Lesetext.
•••••
Zeit für mehr Zeit – Bildungspolitik in Hessen

vom | Kategorie: Aktuelles, hphv Mitteilungen

Die Apokalypse ist nah; zumindest mit Blick auf das hessische Schulsystem! Das war die Botschaft, die auf den landesweiten Demonstrationen der Gewerkschaft Erziehung und Wissenschaft (GEW) vom 20. September verkündet wurde. Unter dem Motto „Zeit für mehr Zeit“ wurde die Demonstration beworben. Ob es an diesem kryptischen Motto lag, dass die Teilnehmer in sehr überschaubaren Mengen kamen, sei einmal dahingestellt. Dass Bildung Zeit benötigt, wird niemand bezweifeln. Die Forderungen nach kleineren Klassen, mehr Lehrkräften, mehr Geld und mehr Wertschätzung für den Lehrberuf waren dann auch nicht neu. Es steht außer Frage, dass eine Schulklasse mit fünfzehn Kindern ein anderes Lernen und Lehren ermöglicht als eine mit dreißig. Das einzelne Kind kann sich in einer kleinen Klasse sicher besser entfalten als in einer großen. Dies auch, weil die Lehrkraft mehr Zeit für den Einzelnen finden würde. Deswegen ist es legitim, diesen Wunsch nach kleineren Klassen zu äußern.

Dafür braucht es aber keine Demonstration. Ziel derselben war es dann auch, die Gesamtsituation als katastrophal zu brandmarken. Konsequenz: Nur der Regierungswechsel verspricht Rettung. Ansonsten droht der Untergang. Mit derartigen Polemiken zu arbeiten, das sehen wir bundesweit an anderen Beispielen, sorgt nicht für eine seriöse Gesprächskultur. Darüber hinaus gilt: Die von SPD und Linke avisierte, auch von der GEW geforderte, Schule für alle wäre ein Schritt in die falsche Richtung. Ad acta gelegte ideologische Schulkampfdebatten würden befeuert. Die Einheitsschule mit dem Einheitslehrer würde unseren Schülerinnen und Schülern schaden. „Zeit für mehr Zeit“ würde sie nicht hervorbringen.
•••••
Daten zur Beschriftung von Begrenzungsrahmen
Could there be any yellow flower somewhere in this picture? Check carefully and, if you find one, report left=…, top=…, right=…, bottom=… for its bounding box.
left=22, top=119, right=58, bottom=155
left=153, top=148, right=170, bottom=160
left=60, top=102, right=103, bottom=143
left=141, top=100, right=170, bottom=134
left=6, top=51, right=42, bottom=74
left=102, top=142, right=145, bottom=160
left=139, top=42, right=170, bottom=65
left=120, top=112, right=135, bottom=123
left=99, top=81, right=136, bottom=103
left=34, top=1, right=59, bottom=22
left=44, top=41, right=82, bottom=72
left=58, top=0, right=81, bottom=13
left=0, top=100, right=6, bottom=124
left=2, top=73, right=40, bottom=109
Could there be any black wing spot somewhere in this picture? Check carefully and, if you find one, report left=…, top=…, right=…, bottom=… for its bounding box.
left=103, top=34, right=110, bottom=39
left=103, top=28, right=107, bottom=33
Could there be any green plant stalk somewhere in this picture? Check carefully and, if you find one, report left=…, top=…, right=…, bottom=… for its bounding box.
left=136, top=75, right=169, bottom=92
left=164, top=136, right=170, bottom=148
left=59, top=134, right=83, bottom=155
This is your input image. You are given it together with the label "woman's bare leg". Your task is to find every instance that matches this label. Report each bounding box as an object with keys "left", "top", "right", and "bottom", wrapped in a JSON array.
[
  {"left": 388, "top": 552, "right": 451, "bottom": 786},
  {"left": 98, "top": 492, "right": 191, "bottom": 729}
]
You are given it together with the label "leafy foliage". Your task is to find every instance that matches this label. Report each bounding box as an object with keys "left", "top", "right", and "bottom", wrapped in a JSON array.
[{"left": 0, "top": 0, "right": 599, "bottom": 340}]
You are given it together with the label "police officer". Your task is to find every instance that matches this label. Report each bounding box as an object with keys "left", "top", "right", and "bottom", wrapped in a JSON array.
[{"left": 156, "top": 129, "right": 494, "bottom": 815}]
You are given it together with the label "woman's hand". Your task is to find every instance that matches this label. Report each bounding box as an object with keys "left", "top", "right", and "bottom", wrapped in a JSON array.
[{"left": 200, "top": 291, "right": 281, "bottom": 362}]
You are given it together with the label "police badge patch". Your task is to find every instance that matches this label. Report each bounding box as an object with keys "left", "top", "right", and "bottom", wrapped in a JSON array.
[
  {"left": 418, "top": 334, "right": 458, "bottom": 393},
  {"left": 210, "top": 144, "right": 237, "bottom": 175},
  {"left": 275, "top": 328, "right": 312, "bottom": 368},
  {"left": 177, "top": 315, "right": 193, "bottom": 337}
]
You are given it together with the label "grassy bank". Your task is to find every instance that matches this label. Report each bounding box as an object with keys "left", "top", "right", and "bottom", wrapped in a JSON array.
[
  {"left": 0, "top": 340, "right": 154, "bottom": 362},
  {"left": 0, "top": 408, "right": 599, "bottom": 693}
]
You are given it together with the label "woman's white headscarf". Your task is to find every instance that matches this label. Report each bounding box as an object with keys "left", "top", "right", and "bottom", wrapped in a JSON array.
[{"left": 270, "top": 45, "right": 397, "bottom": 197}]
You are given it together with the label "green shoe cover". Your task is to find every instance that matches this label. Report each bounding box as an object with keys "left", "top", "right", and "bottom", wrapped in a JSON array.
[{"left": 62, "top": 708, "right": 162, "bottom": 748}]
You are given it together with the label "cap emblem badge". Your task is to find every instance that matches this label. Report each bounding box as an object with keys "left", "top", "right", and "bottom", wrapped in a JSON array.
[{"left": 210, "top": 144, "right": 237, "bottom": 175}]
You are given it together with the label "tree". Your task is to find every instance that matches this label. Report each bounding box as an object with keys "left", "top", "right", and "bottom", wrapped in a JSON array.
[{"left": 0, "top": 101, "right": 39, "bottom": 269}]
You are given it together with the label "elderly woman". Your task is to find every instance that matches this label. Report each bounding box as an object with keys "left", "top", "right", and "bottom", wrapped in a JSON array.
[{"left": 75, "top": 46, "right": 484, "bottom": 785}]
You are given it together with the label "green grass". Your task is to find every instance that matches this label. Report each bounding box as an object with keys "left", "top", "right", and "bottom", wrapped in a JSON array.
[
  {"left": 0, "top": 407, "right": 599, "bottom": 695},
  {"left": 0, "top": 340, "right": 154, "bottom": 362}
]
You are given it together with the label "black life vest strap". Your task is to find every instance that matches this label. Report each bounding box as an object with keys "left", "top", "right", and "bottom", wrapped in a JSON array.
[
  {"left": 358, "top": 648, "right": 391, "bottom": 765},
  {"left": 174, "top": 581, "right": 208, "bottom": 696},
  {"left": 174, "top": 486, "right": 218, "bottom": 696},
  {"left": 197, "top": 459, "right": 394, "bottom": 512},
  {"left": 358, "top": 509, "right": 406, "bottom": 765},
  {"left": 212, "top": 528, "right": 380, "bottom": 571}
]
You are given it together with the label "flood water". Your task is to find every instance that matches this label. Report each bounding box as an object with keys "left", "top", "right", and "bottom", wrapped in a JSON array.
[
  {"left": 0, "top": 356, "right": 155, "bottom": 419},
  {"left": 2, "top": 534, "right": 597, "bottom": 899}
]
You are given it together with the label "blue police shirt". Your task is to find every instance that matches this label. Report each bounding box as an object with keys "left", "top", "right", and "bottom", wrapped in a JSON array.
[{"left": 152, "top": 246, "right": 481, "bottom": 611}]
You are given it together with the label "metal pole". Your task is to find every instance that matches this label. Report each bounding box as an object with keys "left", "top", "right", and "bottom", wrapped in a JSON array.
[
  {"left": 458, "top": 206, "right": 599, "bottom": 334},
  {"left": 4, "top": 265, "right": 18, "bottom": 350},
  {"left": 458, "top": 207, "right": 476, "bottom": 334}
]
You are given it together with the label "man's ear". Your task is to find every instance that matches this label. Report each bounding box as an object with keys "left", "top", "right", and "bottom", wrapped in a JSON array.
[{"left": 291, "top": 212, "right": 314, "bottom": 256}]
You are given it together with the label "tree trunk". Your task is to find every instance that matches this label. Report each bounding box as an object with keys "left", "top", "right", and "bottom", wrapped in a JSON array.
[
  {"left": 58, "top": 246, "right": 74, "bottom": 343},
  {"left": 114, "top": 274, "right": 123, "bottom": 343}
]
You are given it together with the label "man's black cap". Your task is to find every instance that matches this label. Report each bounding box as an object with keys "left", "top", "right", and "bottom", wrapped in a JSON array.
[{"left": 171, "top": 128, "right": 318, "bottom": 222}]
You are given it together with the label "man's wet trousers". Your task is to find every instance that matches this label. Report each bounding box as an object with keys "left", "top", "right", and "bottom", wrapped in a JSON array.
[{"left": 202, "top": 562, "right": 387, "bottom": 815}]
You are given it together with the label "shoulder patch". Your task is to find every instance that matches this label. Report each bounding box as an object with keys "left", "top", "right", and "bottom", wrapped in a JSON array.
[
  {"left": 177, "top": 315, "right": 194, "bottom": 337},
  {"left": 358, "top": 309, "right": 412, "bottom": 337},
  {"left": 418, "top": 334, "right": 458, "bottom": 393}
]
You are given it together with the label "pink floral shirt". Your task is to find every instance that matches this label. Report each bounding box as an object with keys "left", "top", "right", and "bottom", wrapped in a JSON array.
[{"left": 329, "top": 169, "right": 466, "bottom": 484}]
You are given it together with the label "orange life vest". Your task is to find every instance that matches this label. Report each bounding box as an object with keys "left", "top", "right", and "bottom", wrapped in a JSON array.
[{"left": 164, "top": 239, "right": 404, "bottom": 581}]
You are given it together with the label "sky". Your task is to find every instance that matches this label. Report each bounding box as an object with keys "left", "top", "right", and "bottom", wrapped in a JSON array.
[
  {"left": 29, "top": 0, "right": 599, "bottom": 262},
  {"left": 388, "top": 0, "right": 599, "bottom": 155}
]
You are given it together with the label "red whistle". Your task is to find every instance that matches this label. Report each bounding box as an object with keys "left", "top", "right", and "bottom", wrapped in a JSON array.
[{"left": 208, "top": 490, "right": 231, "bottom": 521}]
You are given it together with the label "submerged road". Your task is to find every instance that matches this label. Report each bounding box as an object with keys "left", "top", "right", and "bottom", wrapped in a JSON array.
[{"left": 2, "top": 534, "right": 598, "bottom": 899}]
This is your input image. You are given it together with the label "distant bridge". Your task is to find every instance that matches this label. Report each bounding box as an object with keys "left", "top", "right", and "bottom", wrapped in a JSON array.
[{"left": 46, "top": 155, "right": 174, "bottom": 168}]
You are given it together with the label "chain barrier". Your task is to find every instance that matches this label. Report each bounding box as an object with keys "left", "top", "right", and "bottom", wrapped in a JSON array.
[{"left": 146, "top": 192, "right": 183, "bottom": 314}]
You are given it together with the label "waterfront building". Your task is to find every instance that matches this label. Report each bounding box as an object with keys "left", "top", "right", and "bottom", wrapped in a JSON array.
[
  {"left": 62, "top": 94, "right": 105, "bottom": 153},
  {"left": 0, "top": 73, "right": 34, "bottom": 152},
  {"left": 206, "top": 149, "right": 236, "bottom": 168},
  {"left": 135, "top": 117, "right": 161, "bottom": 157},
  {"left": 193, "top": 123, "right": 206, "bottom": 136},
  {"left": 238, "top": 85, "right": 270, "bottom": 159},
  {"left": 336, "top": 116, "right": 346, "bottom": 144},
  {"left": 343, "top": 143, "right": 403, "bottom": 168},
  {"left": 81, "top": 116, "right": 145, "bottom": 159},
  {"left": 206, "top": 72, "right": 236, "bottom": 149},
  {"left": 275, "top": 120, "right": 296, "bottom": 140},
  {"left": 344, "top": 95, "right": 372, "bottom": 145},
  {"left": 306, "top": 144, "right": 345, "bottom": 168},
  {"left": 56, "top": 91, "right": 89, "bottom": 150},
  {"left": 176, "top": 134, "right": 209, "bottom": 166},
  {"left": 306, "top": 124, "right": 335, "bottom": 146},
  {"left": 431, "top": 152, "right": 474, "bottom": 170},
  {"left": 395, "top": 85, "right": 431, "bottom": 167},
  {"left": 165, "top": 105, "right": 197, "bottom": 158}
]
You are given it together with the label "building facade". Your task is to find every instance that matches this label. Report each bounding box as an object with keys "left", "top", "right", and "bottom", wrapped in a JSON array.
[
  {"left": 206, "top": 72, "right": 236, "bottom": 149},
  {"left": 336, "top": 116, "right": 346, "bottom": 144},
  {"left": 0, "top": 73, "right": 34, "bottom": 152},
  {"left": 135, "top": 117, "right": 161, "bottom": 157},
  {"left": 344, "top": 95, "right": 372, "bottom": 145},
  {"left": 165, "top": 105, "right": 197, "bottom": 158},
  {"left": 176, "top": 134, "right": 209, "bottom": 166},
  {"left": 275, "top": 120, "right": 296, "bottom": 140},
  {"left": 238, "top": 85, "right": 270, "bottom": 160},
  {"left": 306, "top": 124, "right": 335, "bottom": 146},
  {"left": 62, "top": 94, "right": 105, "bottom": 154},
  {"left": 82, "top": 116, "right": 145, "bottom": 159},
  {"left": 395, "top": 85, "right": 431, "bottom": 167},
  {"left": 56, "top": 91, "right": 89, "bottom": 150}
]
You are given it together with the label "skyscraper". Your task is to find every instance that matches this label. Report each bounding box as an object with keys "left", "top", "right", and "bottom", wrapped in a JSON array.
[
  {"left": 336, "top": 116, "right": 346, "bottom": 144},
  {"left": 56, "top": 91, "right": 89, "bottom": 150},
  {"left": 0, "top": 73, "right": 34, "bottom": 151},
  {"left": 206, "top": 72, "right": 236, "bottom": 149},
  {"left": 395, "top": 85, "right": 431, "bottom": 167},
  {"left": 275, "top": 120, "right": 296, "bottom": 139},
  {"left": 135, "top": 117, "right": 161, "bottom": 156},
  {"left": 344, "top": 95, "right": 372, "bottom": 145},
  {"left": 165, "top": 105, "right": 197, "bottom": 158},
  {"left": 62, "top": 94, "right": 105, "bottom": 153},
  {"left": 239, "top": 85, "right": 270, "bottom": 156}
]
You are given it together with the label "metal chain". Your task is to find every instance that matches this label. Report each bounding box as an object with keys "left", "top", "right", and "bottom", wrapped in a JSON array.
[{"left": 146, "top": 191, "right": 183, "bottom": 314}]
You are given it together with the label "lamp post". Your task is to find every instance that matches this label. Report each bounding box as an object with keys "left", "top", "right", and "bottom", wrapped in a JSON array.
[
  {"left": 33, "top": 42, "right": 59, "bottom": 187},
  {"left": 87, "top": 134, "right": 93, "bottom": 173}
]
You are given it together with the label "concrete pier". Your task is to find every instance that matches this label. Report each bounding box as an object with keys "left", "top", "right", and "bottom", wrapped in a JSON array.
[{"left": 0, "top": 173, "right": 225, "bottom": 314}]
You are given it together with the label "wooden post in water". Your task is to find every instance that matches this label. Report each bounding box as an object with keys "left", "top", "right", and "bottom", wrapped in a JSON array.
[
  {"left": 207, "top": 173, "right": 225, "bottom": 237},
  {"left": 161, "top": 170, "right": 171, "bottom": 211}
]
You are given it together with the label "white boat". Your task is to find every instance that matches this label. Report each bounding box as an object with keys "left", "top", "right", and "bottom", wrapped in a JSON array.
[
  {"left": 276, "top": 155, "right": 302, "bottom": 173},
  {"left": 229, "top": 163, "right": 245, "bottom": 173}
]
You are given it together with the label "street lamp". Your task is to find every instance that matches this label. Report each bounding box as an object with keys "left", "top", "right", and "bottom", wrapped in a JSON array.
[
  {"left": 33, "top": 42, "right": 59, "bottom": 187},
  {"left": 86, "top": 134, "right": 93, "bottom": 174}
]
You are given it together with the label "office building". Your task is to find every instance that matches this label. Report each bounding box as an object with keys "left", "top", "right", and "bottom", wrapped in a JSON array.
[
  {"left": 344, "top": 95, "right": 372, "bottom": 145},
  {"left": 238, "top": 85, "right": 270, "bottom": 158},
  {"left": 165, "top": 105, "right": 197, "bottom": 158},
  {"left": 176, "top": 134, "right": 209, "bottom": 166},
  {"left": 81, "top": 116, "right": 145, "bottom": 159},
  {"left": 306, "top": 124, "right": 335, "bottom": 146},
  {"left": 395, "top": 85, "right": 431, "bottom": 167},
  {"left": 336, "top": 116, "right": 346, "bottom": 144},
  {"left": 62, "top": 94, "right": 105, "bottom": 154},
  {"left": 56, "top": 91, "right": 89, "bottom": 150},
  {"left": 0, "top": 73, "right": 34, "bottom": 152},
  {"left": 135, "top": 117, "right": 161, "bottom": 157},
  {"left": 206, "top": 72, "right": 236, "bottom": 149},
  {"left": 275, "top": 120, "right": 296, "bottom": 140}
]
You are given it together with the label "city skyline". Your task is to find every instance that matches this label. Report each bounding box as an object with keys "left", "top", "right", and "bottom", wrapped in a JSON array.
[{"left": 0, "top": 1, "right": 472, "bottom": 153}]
•••••
Ihre Aufgabe. Unter welchem Motto wurde laut dem Lesetext die Demonstration der GEW vom 20. September beworben?

Lösung. Unter dem Motto „Zeit für mehr Zeit“.